From the start of the items through the line containing "1253L18 1258L21 1584L982", write the lines out again with "clicks" swapped for "points" and nothing else altered, leaving out the pictures.
--------------------------------
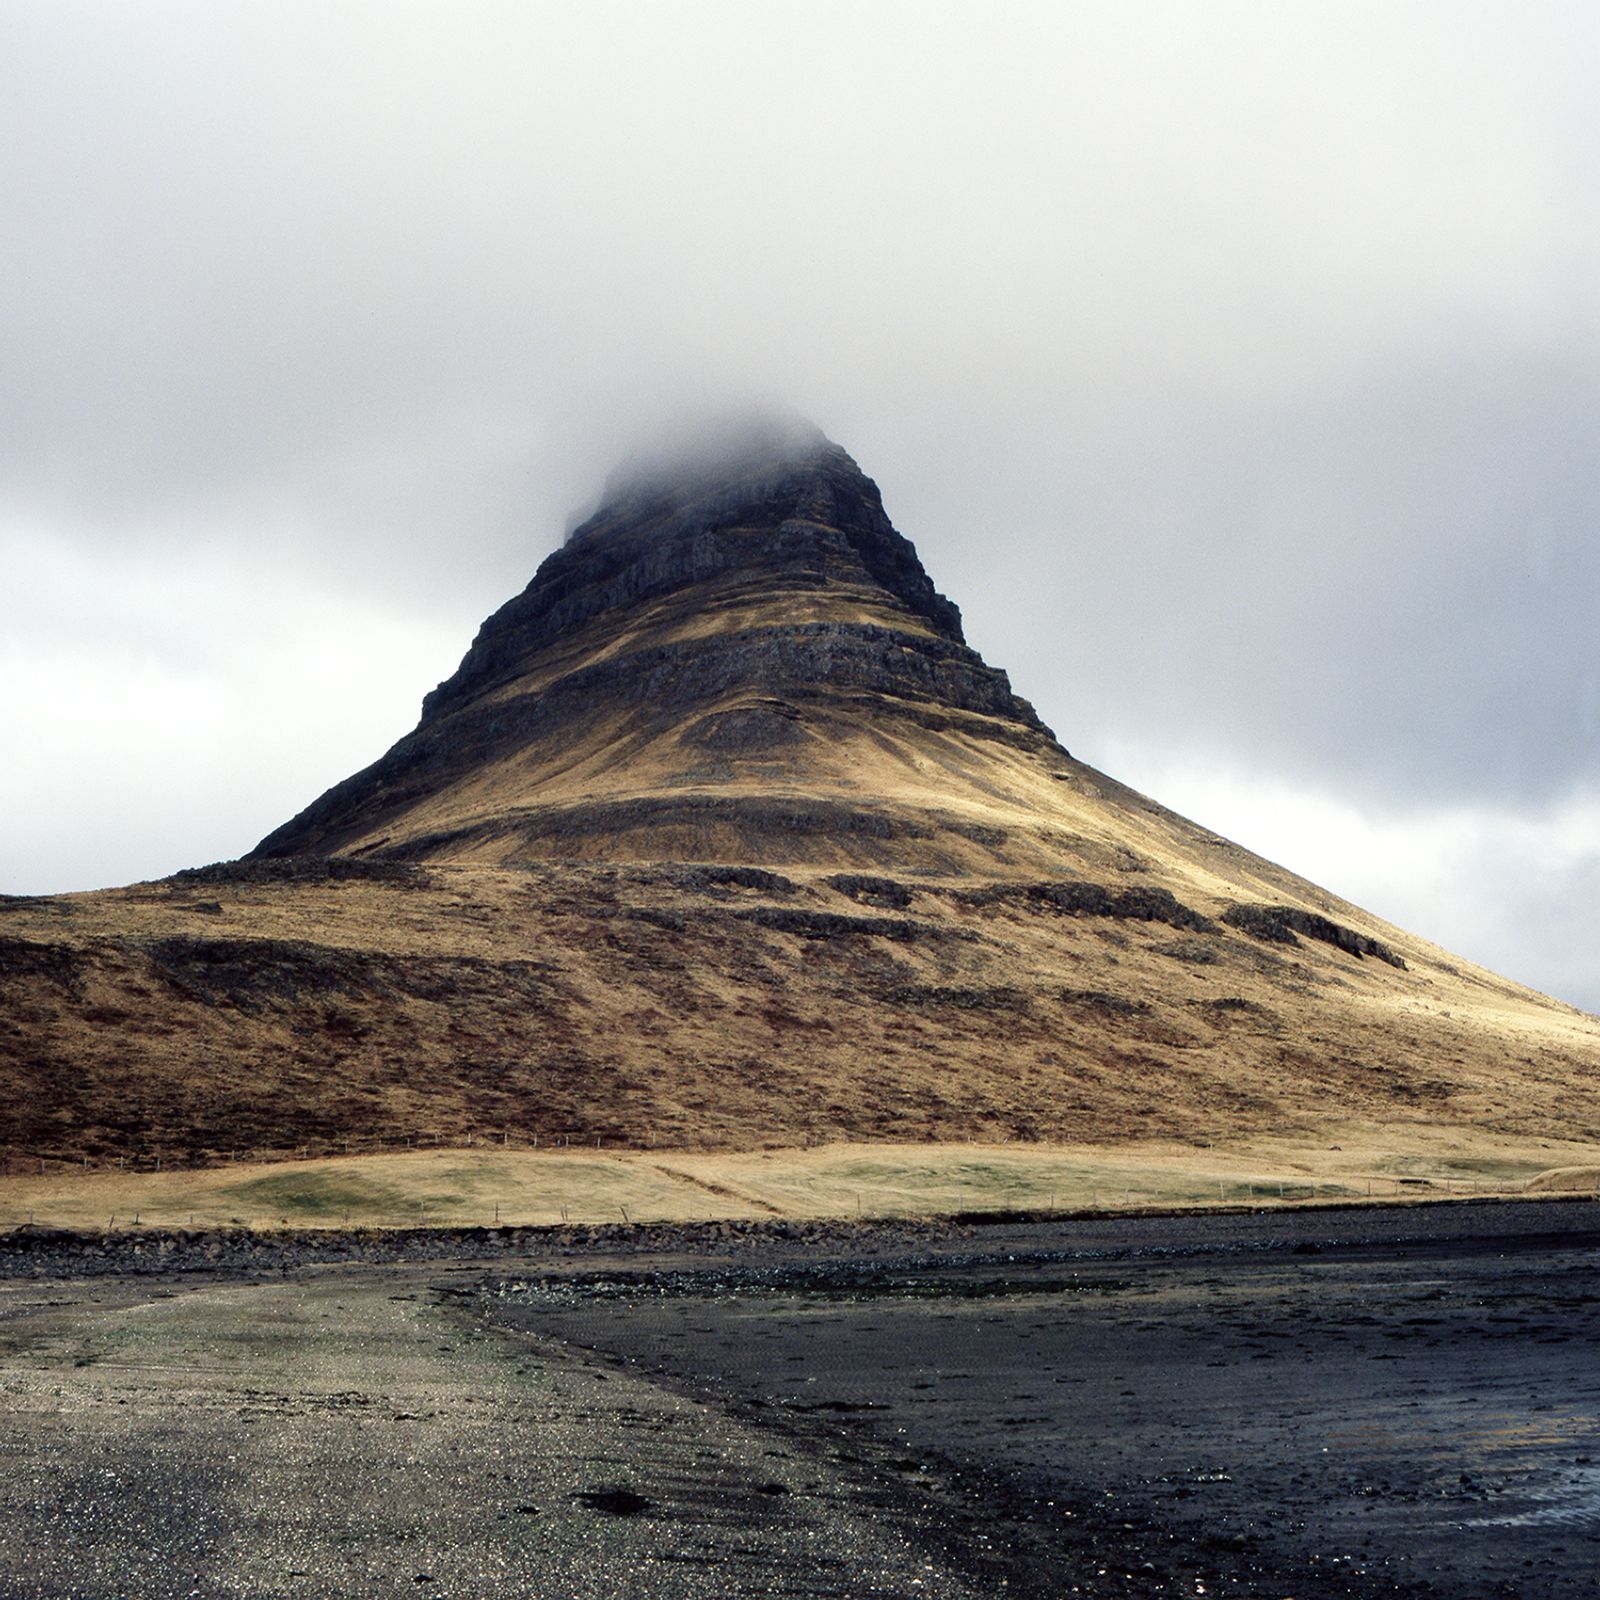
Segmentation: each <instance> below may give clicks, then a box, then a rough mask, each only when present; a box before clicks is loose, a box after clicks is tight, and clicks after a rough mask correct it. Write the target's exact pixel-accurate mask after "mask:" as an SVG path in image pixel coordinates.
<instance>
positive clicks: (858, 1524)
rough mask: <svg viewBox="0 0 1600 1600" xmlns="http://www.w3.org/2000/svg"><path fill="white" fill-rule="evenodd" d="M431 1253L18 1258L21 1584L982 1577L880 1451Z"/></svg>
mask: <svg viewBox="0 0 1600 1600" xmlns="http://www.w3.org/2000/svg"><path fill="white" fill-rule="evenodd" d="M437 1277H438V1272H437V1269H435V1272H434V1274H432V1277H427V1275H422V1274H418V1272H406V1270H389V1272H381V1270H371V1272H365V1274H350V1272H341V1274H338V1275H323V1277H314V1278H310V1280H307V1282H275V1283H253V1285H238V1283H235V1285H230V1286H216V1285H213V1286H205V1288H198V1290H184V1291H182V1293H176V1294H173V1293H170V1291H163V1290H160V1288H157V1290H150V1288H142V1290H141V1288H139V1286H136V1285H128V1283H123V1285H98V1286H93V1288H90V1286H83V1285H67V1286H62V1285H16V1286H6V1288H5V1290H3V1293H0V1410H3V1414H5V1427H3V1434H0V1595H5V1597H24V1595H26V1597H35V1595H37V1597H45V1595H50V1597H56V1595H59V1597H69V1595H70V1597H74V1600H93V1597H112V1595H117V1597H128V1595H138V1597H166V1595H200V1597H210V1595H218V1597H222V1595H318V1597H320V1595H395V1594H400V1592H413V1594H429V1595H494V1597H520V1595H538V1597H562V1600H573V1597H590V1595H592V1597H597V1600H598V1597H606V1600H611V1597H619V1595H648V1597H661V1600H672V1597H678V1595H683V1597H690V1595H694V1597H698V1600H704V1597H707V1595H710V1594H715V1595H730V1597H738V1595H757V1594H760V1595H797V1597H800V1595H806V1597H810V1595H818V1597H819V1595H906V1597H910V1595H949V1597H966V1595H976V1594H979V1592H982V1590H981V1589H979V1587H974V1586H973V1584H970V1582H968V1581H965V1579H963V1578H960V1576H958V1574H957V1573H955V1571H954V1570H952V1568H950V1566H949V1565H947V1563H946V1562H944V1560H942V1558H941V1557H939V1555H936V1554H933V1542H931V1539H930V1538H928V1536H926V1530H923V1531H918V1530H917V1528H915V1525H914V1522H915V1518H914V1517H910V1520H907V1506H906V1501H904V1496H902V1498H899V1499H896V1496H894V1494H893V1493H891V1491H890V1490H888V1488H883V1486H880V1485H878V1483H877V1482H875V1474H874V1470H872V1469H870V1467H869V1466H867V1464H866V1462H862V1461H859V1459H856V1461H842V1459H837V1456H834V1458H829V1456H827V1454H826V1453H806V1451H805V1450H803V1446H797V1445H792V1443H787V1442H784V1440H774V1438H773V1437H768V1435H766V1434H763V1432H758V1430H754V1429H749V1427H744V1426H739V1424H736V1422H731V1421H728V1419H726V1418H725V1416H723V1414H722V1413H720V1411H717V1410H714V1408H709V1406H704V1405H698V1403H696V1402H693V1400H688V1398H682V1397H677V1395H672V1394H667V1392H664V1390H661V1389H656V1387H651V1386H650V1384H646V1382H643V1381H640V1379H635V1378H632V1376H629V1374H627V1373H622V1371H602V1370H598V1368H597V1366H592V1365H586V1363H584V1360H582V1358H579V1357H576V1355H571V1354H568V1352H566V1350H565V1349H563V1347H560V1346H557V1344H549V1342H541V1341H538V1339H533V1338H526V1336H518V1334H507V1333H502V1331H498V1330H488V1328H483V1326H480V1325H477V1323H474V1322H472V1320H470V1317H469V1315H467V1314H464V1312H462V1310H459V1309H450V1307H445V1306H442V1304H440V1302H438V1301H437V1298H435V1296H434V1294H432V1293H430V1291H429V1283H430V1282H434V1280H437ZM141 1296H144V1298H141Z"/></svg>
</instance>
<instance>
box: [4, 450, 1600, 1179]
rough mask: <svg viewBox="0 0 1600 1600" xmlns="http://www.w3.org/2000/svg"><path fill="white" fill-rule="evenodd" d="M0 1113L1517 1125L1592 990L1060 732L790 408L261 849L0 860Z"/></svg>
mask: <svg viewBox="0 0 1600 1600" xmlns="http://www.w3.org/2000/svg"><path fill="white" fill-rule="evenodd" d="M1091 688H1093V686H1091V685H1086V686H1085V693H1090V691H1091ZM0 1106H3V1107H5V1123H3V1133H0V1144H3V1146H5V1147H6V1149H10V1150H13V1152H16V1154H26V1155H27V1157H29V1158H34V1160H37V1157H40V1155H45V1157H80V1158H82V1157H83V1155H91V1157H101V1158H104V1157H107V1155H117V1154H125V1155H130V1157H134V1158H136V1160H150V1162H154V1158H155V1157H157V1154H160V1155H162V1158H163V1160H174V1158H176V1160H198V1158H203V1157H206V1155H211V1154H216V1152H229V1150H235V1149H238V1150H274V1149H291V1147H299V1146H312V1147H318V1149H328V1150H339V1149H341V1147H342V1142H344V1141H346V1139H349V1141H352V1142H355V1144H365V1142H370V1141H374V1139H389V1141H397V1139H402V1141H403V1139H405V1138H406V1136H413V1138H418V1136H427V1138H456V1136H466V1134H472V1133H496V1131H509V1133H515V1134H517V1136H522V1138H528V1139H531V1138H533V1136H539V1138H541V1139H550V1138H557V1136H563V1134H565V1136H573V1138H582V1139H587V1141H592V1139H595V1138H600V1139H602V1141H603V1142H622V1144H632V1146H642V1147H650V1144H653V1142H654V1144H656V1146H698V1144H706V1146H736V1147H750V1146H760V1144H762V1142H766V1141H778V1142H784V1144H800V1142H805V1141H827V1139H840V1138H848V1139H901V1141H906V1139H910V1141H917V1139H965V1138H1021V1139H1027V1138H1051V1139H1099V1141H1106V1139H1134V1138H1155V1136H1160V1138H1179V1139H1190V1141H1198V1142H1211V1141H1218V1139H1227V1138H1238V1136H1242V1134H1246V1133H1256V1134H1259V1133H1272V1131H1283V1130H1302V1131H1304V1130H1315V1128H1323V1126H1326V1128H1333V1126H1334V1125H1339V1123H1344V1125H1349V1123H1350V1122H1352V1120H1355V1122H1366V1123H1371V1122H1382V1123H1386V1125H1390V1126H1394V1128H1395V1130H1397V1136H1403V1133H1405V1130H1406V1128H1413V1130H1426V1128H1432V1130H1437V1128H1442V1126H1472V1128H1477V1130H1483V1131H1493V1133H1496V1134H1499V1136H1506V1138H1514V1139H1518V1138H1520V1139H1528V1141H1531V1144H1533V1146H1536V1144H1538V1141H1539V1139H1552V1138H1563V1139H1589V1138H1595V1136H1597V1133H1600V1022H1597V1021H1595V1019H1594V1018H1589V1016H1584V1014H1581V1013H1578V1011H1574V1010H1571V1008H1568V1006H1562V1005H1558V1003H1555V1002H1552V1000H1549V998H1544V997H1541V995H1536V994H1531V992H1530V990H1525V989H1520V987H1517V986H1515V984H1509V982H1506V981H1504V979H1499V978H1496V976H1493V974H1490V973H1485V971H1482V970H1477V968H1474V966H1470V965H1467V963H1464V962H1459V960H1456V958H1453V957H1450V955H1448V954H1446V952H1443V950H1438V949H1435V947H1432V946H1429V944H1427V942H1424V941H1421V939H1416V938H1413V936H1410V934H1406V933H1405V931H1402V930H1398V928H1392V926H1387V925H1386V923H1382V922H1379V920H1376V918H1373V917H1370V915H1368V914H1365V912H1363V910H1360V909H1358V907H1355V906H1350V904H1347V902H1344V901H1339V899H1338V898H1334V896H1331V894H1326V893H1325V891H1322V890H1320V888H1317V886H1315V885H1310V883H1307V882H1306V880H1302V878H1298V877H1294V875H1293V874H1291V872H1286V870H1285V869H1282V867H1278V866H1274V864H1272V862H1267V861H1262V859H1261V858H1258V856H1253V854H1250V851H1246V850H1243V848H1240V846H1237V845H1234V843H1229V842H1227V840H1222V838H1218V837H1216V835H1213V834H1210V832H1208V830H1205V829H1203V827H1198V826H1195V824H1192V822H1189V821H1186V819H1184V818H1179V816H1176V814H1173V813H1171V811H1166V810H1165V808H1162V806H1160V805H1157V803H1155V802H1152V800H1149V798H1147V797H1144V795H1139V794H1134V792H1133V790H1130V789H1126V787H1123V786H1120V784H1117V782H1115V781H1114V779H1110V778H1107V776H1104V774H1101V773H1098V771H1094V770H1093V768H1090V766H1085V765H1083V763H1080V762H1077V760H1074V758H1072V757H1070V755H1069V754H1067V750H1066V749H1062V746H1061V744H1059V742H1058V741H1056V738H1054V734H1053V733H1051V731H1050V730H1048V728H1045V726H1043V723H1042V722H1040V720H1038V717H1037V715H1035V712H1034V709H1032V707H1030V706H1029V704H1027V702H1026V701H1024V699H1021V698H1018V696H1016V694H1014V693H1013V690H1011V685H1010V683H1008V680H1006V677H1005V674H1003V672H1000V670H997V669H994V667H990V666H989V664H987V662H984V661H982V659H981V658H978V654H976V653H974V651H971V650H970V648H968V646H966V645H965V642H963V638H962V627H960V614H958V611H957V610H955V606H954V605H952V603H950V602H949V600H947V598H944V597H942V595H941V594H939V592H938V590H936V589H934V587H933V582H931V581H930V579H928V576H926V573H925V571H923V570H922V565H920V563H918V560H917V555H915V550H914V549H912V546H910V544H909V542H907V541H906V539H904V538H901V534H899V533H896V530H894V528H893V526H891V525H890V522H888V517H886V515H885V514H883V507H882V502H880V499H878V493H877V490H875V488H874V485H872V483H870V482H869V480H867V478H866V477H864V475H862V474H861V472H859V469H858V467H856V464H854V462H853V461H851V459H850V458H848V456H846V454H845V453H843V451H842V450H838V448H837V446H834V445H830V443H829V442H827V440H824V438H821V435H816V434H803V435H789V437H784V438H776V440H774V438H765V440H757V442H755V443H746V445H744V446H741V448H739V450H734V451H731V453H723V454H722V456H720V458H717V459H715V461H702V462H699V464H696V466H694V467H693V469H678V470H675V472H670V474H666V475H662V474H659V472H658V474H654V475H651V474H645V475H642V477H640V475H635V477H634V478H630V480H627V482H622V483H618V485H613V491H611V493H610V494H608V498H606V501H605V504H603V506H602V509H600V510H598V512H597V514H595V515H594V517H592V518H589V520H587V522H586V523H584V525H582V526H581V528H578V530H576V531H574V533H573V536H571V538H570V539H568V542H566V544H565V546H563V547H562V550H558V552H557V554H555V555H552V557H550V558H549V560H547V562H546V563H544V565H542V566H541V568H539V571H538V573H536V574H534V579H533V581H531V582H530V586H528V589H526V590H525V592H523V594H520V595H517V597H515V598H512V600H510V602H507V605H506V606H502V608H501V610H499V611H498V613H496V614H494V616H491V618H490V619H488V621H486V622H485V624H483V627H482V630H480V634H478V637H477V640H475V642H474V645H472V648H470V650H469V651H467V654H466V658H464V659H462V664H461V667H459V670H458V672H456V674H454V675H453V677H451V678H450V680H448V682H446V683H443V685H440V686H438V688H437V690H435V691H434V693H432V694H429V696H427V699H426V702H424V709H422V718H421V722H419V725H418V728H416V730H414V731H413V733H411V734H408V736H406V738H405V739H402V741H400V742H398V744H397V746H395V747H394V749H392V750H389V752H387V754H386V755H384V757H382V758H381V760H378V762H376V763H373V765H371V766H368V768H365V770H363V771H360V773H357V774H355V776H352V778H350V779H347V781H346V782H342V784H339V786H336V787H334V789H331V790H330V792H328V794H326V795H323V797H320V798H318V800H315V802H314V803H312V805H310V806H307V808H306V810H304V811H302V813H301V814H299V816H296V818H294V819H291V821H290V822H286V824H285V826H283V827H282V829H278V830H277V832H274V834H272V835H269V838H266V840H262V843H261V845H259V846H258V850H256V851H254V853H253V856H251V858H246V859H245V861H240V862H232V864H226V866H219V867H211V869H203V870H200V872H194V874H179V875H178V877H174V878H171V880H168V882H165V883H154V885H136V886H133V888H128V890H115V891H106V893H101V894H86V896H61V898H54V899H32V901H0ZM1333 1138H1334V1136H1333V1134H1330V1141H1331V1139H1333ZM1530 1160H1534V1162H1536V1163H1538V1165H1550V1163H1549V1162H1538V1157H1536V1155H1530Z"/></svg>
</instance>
--------------------------------
--- Solution to this task ---
Segmentation: each <instance> below may give points, then a box, then a rough mask, each only when present; a box before points is loose, a box after points is tight, and points after a rough mask correct it. Write the target's exact pixel-accurate mask after "mask:" as an SVG path in image pixel coordinates.
<instance>
positive points: (858, 1524)
rough mask: <svg viewBox="0 0 1600 1600" xmlns="http://www.w3.org/2000/svg"><path fill="white" fill-rule="evenodd" d="M431 1253L18 1258L21 1584L982 1577L880 1451Z"/></svg>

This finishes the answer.